* Text
....

Jacob dreams of ladders. A romantic reading of his story would see the ladder as a metaphor of ascent. This child who begins as a deceiver ends surrounded by his children, and is brought back home to Israel for burial. A preacher would tie it up (as many have) with a nice didactic bow.
But Yair Zakovitch is not a preacher, and this is not a homiletic book. It is a profound, unsparing, and deeply learned look at a character who demonstrates the uneasy and charismatic qualities of a flawed hero. This is also a book about the underside of the Bible: the manner in which it hides the shadow of its own story, and the way in which a biblical scholar with a keen eye can bring that tale to light.
Zakovitch begins his short, lucid inquiry by asking why the Torah needs to tell the patriarchal story at all. Why not begin with the Exodus narrative, the chronicle of a people? He reminds us that the early days of Israel were concerned with self-definition. In a land where many tribes shared customs (and perhaps ethnicity), the question was: What made Israel different? The stories of the founders serve to identify Israel by contrast. Other possible tribal associations are repudiated. A people with a unique lineage cannot be confused about its origins, and enemies are wonderfully clarifying when establishing identity.
Paradoxically, this patriarch of identity—whose name is changed to Israel—turns out himself to be entangled in deceit from his first moments. Zakovitch has coauthored, with Avigdor Shinan, a wonderful book in Hebrew called That’s Not What the Good Book Says, which excavates allusions to stories left as mere hints in the text. He demonstrates how widely Jacob’s very name is identified with deceit throughout Scripture. When Jacob is himself deceived, believing his bride to be Rachel when it turns out to be her older sister Leah, the rabbis imagine Leah answering his complaint: “Is there a school without teachers?” Jacob had deceived his father and placed himself before his older brother. Well, Leah says with some justice, my father has deceived you by placing the older (Leah) before the younger.
Of course, were he only a con artist, Jacob would not be worthy of our interest. But Jacob is a dreamer, a legacy he will pass on to his son Joseph, and, in a supreme moment of self-transcendence, he wrestles with an angel and is transformed into Israel—one who struggles with God. Faithful and guileful, there is an unevenness to his character. “We see,” writes Zakovich, “that Jacob alternately exhibited initiative and passiveness.” The patterning of his life, made so clear in this exposition, reveals something important about Jacob that is a model for human understanding.
Jacob’s life is not only a story of cunning; he is the “victim” of parental favoritism. While his father preferred his brother Esau, his mother guided him to steal the birthright. Jacob, in turn, practices favoritism with Joseph, with near-catastrophic results: Joseph’s brothers intend to kill him and end up selling him into slavery. Jacob is separated from his beloved mother by deceit and is later separated from his favorite son for decades, deceived by his own children. (They bring a bloody coat to Jacob recounting that Joseph was eaten by wild animals.) He is threatened by his brother Esau but ultimately reconciles with him, much as he later watches his son Joseph reconcile with his brothers.

....

* Given data
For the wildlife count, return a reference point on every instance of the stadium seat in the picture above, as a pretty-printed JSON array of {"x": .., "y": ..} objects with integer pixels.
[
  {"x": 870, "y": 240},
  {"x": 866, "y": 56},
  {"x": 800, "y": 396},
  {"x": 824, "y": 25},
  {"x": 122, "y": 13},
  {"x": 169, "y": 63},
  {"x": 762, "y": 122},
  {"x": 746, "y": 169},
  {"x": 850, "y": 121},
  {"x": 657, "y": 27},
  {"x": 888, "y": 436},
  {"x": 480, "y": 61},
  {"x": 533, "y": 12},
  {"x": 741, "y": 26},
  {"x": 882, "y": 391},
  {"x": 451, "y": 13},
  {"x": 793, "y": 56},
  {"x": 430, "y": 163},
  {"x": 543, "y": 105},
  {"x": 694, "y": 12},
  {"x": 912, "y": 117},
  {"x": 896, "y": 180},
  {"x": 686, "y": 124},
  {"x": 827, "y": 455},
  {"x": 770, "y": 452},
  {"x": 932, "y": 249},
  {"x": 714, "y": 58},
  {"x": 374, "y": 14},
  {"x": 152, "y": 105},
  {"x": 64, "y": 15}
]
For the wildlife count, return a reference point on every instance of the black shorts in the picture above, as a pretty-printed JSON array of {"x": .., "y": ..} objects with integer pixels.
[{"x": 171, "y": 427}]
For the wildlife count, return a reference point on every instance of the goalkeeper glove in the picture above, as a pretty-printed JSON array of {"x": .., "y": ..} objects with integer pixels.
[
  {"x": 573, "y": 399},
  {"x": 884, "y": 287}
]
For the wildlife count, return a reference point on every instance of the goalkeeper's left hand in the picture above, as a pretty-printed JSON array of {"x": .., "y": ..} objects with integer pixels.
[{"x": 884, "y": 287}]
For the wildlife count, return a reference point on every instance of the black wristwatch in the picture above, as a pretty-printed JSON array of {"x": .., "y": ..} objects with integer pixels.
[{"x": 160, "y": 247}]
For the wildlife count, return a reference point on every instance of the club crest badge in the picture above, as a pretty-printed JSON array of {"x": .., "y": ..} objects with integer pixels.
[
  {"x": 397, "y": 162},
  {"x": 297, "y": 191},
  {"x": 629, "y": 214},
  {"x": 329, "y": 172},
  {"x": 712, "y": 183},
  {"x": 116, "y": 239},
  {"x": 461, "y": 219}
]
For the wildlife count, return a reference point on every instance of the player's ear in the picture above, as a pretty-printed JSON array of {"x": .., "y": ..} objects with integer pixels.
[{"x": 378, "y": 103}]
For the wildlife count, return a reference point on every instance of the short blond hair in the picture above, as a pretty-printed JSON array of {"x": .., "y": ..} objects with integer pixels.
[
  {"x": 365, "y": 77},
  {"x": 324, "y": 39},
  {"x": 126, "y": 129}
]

....

* Work task
Repeat the part of the review of Zakovitch's book on Jacob from "Jacob’s life is" to "with his brothers.", copying it exactly.

* Solution for this problem
Jacob’s life is not only a story of cunning; he is the “victim” of parental favoritism. While his father preferred his brother Esau, his mother guided him to steal the birthright. Jacob, in turn, practices favoritism with Joseph, with near-catastrophic results: Joseph’s brothers intend to kill him and end up selling him into slavery. Jacob is separated from his beloved mother by deceit and is later separated from his favorite son for decades, deceived by his own children. (They bring a bloody coat to Jacob recounting that Joseph was eaten by wild animals.) He is threatened by his brother Esau but ultimately reconciles with him, much as he later watches his son Joseph reconcile with his brothers.